◆ **About this task**
According to the piece on LED panel lights, what type of bulb were panel lights originally meant to house?

◆ **Text block**
'''

Everything You Need to Know about LED Panel Lights
Lighting in the workplace greatly impacts employee mood, stress and energy levels, as well as overall productivity. It also enhances safety. Suitable lighting cuts out glare, eye strain, headaches and fatigue, precursors to low performance and bad moods. To sustain a healthy work environment, it’s imperative to complement your work space with the proper lights.
This will be different for different settings. Floor plans, ceiling heights and general-day-to activities mean you’ll choose a different type of lighting fixture for each workplace. For offices, this begins by incorporating recessed panel lights into dropped or modular ceilings. When lighting is balanced, you improve safety, productivity and overall aesthetics.
What are Panel Lights?
Panel or troffer lights are lighting fixtures designed to fit into the recessed grids of modular ceilings. They’re a standard feature in every office since the 1950s and initially meant to house fluorescent bulbs. Today these are widely being replaced by energy-efficient led panel lights, and for good reason.
Benefits of LED Panel Lights
LEDs provide significant benefits over traditional bulbs. For panel lighting in larger areas, this means substantial energy savings over the long term, in addition to simpler maintenance, and better light output. If your office or commercial space still uses fluorescent, halogen, or older incandescent bulb, going with LED panels might include a higher initial cost at first, but there’s a lot of money to be saved in long run.
Energy Efficiency
Office and commercial spaces with poor natural lighting require a lot of artificial lighting for a balanced work environment. To create this means the use of dozens or even hundreds of bulbs, depending on the area that is to be illuminated. LEDs are up to 20 per cent more efficient than comparable fluorescent CFL tubes with the same brightness levels. For a larger commercial or office setting, with lighting operating up to 16 hours each day, the cost savings are considerable, running in the hundreds for each monthly or quarterly bill.

'''

◆ **Material supplied**
'''

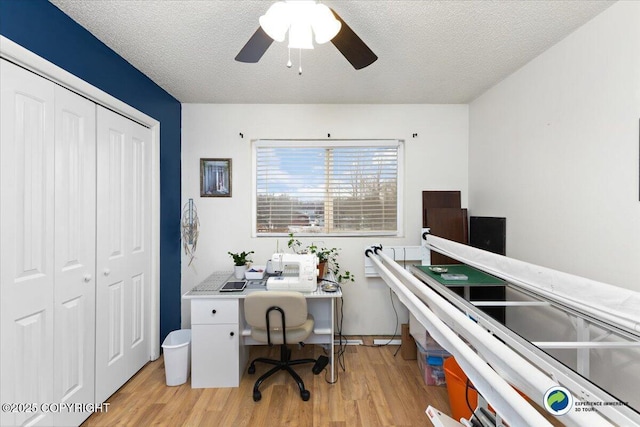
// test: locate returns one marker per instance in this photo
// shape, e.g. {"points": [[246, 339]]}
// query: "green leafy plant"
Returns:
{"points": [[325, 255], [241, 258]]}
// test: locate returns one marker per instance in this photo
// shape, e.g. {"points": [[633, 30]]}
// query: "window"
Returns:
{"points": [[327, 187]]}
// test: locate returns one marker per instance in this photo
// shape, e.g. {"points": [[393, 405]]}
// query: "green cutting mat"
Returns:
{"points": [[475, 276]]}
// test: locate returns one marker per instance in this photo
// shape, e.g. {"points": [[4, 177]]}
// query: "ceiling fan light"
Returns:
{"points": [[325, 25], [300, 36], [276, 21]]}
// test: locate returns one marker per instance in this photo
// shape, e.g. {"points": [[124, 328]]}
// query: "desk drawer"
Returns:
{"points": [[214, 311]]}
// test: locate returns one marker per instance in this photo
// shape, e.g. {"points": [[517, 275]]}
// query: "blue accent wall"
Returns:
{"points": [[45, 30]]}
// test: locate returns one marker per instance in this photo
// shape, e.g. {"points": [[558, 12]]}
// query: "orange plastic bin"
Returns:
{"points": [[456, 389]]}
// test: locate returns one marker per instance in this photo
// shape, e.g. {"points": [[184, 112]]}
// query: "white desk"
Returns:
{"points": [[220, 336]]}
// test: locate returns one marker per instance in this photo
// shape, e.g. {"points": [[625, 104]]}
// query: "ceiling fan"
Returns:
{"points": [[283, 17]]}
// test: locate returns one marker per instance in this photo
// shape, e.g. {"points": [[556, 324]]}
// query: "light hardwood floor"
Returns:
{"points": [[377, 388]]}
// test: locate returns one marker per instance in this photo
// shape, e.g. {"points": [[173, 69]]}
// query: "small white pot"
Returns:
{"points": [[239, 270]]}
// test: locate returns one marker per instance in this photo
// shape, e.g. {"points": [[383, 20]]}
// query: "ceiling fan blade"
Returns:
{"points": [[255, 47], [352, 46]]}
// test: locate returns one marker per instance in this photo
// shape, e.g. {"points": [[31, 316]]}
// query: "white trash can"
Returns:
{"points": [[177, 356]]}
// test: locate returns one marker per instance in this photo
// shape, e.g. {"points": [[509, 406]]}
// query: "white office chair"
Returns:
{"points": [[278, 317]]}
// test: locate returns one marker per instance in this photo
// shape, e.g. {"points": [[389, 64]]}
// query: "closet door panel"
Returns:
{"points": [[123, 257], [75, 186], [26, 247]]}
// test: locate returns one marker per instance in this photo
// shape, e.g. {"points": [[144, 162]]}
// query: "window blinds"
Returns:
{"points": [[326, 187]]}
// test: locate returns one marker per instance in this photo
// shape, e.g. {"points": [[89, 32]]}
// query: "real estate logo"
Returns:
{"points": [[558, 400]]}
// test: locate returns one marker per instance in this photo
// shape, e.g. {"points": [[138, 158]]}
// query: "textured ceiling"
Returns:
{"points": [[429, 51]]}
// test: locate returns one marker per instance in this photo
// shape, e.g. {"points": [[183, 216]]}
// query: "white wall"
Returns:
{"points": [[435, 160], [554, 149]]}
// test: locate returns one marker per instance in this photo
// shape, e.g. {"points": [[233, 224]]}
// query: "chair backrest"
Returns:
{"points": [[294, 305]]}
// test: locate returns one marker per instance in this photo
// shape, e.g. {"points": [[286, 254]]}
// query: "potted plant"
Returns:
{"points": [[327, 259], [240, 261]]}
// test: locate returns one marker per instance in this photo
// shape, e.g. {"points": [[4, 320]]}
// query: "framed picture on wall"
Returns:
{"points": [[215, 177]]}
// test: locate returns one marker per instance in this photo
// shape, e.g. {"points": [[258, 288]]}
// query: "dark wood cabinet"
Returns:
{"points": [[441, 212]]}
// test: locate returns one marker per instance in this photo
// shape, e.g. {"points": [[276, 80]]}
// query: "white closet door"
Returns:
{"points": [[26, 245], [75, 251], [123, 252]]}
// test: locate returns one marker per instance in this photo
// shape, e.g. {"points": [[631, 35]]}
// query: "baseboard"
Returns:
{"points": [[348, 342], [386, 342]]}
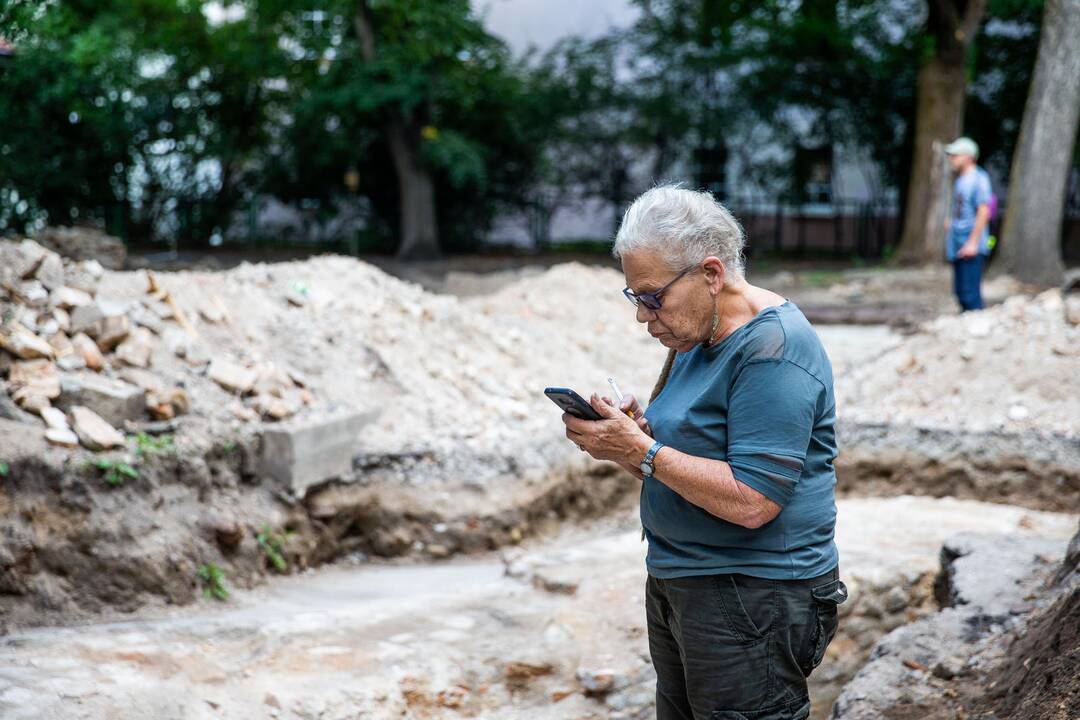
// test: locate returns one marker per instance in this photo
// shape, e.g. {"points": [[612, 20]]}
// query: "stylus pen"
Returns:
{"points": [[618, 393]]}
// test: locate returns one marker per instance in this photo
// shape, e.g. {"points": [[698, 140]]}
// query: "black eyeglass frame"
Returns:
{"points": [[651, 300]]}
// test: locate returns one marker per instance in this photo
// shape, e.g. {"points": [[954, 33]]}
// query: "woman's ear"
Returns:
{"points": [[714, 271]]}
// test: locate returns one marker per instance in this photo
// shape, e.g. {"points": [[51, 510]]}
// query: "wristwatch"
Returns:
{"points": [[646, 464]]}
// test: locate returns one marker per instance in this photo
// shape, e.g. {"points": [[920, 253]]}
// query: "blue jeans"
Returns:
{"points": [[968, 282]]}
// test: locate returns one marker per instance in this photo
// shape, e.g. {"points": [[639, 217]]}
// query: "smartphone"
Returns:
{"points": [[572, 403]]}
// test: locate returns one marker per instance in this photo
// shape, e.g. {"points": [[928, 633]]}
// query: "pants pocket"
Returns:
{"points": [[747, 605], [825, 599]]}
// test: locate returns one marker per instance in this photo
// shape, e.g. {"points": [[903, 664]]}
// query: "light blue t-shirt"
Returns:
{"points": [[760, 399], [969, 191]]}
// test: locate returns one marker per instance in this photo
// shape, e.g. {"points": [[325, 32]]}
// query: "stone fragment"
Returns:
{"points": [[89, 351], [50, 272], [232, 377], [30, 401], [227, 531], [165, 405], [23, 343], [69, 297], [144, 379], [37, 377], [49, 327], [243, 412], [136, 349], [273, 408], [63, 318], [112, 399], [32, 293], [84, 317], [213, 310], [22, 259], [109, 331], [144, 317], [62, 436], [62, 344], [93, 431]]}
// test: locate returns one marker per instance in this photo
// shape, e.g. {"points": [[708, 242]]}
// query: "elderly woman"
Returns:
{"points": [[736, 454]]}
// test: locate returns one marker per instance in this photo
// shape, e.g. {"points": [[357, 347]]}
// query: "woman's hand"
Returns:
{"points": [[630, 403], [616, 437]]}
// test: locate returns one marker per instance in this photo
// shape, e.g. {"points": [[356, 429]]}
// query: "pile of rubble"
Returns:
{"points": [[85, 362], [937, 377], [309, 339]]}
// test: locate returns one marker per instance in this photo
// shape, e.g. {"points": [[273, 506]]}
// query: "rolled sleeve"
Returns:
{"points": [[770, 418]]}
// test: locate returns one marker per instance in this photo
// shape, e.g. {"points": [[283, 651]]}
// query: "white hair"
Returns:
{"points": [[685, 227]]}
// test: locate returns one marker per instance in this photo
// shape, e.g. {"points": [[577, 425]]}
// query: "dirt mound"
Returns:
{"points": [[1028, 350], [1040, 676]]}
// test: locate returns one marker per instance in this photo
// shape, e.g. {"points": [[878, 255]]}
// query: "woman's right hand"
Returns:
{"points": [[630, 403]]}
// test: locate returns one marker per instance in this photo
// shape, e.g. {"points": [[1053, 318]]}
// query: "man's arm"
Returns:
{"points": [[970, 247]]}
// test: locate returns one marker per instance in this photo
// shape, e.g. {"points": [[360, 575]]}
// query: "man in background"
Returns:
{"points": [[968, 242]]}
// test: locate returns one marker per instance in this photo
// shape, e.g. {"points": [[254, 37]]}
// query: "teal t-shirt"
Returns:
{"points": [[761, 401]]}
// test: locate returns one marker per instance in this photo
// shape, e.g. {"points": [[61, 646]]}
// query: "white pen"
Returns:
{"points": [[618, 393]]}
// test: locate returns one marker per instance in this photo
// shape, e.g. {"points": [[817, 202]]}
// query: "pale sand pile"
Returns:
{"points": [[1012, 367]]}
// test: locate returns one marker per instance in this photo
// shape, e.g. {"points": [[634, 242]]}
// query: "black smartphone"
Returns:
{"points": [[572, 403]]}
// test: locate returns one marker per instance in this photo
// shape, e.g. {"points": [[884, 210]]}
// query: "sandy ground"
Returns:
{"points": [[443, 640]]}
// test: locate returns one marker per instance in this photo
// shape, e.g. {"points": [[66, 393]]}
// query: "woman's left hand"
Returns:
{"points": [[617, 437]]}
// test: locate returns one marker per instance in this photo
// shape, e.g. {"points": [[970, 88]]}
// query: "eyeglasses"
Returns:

'''

◆ **Answer section**
Fluorescent bulbs.